Written problem - The listing must be reproduced in full, exactly as it stands.

━━ Data to process

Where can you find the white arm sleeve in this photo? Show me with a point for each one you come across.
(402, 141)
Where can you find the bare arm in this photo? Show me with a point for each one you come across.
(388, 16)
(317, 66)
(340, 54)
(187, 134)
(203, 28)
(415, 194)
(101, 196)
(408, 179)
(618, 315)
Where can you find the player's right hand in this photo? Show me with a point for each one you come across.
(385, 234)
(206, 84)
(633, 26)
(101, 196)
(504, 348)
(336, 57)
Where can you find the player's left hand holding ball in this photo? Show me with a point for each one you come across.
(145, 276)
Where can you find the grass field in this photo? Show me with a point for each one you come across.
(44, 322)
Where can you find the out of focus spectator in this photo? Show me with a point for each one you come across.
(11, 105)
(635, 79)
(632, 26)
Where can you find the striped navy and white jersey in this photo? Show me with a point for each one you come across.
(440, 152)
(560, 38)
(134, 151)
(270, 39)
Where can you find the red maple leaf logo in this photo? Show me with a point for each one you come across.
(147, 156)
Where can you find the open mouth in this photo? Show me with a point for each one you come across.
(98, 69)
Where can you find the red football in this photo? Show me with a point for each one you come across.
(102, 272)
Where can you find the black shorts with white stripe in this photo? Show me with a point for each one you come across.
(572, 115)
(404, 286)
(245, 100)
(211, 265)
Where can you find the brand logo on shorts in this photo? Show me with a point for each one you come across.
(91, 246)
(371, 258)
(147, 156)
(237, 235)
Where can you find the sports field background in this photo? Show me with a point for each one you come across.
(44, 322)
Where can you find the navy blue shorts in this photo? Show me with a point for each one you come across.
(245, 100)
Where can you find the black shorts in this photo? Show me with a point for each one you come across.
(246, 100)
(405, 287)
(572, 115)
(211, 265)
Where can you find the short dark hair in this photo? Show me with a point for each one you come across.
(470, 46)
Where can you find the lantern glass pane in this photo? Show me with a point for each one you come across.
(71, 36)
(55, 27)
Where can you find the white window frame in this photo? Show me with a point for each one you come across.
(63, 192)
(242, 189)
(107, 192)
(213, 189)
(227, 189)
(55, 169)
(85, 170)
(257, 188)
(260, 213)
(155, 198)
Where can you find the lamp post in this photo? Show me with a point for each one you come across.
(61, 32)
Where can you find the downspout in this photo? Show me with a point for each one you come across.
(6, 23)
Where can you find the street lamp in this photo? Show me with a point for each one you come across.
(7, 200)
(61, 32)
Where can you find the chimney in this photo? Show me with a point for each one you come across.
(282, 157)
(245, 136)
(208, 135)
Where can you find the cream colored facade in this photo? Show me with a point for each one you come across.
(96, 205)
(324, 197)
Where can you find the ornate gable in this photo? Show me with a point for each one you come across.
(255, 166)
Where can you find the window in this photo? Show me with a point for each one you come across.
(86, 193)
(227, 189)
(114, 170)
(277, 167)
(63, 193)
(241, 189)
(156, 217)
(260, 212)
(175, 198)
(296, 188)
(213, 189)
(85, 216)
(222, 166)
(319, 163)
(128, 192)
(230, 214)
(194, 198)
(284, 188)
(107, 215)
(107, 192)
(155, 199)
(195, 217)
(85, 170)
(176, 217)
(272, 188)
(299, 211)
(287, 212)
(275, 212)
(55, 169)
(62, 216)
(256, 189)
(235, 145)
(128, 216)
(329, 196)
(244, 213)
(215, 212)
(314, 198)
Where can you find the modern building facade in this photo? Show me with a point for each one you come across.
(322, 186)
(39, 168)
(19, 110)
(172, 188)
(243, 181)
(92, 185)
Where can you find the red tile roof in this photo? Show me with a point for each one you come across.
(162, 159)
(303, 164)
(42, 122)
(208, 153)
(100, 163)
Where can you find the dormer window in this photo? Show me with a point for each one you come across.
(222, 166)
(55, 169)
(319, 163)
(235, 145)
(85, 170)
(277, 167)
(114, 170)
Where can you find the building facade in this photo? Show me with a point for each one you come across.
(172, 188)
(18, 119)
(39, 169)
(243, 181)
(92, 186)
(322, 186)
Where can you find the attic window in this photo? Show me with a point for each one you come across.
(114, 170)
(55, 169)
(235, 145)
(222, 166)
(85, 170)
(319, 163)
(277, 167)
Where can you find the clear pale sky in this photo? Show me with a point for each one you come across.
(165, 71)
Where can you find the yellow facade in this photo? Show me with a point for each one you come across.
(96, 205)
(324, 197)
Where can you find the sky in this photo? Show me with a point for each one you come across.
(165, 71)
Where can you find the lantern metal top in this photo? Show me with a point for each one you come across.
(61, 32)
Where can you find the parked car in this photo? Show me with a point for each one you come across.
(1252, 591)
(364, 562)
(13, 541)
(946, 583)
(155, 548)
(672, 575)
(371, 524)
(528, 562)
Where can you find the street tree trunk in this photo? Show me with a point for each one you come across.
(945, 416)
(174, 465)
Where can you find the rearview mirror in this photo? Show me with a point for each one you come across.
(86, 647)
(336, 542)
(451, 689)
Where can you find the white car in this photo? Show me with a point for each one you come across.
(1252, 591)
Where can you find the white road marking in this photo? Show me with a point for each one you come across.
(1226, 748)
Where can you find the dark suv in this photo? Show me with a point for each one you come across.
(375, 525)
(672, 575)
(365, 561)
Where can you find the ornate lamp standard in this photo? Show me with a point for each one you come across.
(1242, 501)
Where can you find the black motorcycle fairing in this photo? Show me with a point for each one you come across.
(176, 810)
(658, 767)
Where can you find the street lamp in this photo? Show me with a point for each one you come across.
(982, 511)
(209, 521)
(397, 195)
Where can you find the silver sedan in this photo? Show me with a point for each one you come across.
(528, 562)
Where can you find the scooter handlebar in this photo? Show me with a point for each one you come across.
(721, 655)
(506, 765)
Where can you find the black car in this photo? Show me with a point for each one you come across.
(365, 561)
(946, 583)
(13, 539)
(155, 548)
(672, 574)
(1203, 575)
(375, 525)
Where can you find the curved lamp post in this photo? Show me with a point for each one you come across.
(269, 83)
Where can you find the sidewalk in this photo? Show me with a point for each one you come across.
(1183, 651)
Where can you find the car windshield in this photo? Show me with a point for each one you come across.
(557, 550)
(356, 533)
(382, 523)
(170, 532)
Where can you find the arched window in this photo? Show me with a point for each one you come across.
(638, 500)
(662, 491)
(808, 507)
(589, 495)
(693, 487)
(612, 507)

━━━━

Solution to this problem -
Where can you find the white arm sleeve in this photo? Show me with a point for each one you come across.
(402, 141)
Where can you find the bare arm in this photo? Show me with a point for each one you come across.
(388, 16)
(317, 66)
(340, 54)
(187, 134)
(203, 28)
(415, 194)
(101, 196)
(408, 179)
(618, 315)
Where can you find the player's right hand in this photo? Show me with a point for each one you come across.
(385, 234)
(206, 84)
(633, 26)
(101, 196)
(504, 348)
(336, 57)
Where can you find the player's left hand holding ball in this photo? Show me with a point for each one you come across.
(145, 276)
Where can you find the grass field in this photo? Show me with a point for each one you come across.
(44, 322)
Where can you find the out of focus spectator in this photo? Show me with a point for each one you come across.
(11, 105)
(635, 79)
(632, 26)
Where can you find the striped navy and white jersey in this photo? Show me with a point for each one you come across.
(440, 152)
(560, 38)
(134, 151)
(270, 39)
Where can you find the red maple leaf logo in this photo? Show me with a point for each one you come across.
(147, 156)
Where can you find the open mouth in this photo? Show me with a point for each one you come across.
(98, 69)
Where can you find the red football in this photo? Show me with a point for each one you come across.
(102, 272)
Where can you find the black shorts with white stripe in this photo? Show me with a point for each one you come across.
(572, 115)
(404, 286)
(245, 100)
(211, 265)
Where can you find the brand logo on shorts in this photo? Show me with a point for each one you come across.
(91, 246)
(371, 258)
(147, 156)
(237, 235)
Where can you find the sports field background in this photo? Show me with a point for each one you come across.
(44, 322)
Where can you find the navy blue shorts in this photo? Show me with a point for each one you come across.
(245, 100)
Where can you find the black shorts in this photo? Show me with a point for each one you come across.
(246, 100)
(405, 287)
(572, 115)
(211, 265)
Where can you find the short dark hair in this photo? Show me with a point for each one you come across.
(470, 46)
Where can you find the lantern glass pane in this photo? Show me with a point for each one you come across.
(71, 36)
(55, 27)
Where can you find the white window frame in this photo? Show me with a point for each one you come across.
(63, 192)
(242, 189)
(107, 192)
(213, 189)
(227, 189)
(55, 169)
(85, 170)
(257, 188)
(260, 213)
(155, 198)
Where can you find the lamp post in this photo? Show me with a point for each one you come across.
(61, 32)
Where can you find the downspout in this photo? Show me with a point for each one you come across.
(6, 23)
Where can you find the street lamp in this photo? Show me with a point for each one you come across.
(7, 200)
(61, 32)
Where can you find the chimney in this photo? Show me with a point for each one you come across.
(282, 157)
(245, 136)
(208, 135)
Where can you find the cream colored facade in this photo? Show me with a point for each one you come across.
(96, 205)
(324, 197)
Where can you find the ornate gable in this photo? Show me with a point for each one you come across.
(255, 166)
Where can you find the window in this photo? Show me with a point for each one you come across.
(86, 193)
(227, 189)
(114, 170)
(277, 167)
(63, 193)
(241, 189)
(156, 217)
(260, 212)
(175, 198)
(296, 188)
(213, 189)
(85, 216)
(222, 166)
(319, 163)
(128, 192)
(230, 214)
(194, 198)
(284, 188)
(107, 215)
(107, 192)
(155, 199)
(195, 217)
(85, 170)
(176, 217)
(272, 188)
(299, 211)
(287, 212)
(275, 212)
(55, 169)
(62, 216)
(256, 189)
(235, 145)
(128, 216)
(329, 196)
(244, 213)
(215, 212)
(314, 198)
Where can you find the modern building facade in this photo? Show me with a point for each one you come across.
(322, 186)
(39, 168)
(19, 110)
(172, 188)
(243, 181)
(92, 185)
Where can you find the red tile roof in this photo? Show me with a point for each one you come across.
(162, 159)
(303, 164)
(42, 122)
(208, 153)
(100, 163)
Where can you find the dormer window in this photo? Show me with a point for each one you come across.
(222, 166)
(55, 169)
(319, 163)
(235, 145)
(85, 170)
(277, 167)
(114, 170)
Where can you find the building facade in this photo? Show me with a point for each one you come across.
(172, 188)
(18, 119)
(39, 169)
(243, 181)
(92, 186)
(322, 186)
Where can you find the attic window in this photo? Show me with a point for each one you come across.
(114, 170)
(55, 169)
(235, 145)
(222, 166)
(85, 170)
(319, 163)
(277, 167)
Where can you find the clear pale sky in this photo? Show me with a point for each one you come across.
(165, 71)
Where can you find the yellow facade in this photo? Show me with a point for each one you come across.
(96, 205)
(324, 197)
Where can you find the sky in this photo? Show me with a point for each one you come across.
(165, 71)
Where can you find the lantern metal top in this photo? Show me with a point for each one you come across.
(61, 32)
Where can you find the parked car in this photo? Show me with a point for each one you come across.
(1252, 591)
(364, 562)
(13, 541)
(946, 583)
(155, 548)
(672, 575)
(371, 524)
(528, 562)
Where can you find the street tree trunk in this photo? Show me with a point for each one you come across.
(945, 416)
(174, 465)
Where can you find the rearview mirror in this photo? Show me with a point for each one you come across.
(86, 647)
(336, 542)
(451, 689)
Where can you find the white car in this photo? Show me with a point for each one you come across.
(1252, 591)
Where can you find the white road marking in this photo? Show me with a point for each one you come across.
(1226, 748)
Where can you find the dark suv in this photo? Show me with a point for each one you come across.
(375, 525)
(672, 575)
(365, 561)
Where can you find the ornate lamp standard in this photo? Show me with a point for each one you come across.
(1242, 501)
Where can you find the black motorcycle fairing in this photo? Show me with a point for each one you come across.
(176, 810)
(658, 767)
Where can you find the street lamp in this photo? Show me with a point for each one you come across.
(982, 511)
(209, 521)
(397, 195)
Where can you find the silver sedan in this photo? Show me with a point for each one you come across.
(528, 562)
Where can you find the scooter handlebar in this photo? Show me with a point for each one you come across.
(721, 655)
(506, 765)
Where can you find the black car in this photo? Show me with a point for each one you come across.
(365, 561)
(946, 583)
(13, 539)
(155, 548)
(672, 574)
(1203, 575)
(375, 525)
Where can you find the curved lamp post in this photo? Show me with a point for each one you come across.
(269, 83)
Where can you find the sidewalk in this photo? Show me with a point for each one you come across.
(1183, 651)
Where can you find the car windshield in this photo? Show me with a point for each one you come across.
(557, 550)
(356, 533)
(382, 523)
(170, 532)
Where can you find the arched window in this photo? Show me with a point for each one you come across.
(638, 500)
(662, 491)
(808, 507)
(589, 495)
(693, 487)
(612, 507)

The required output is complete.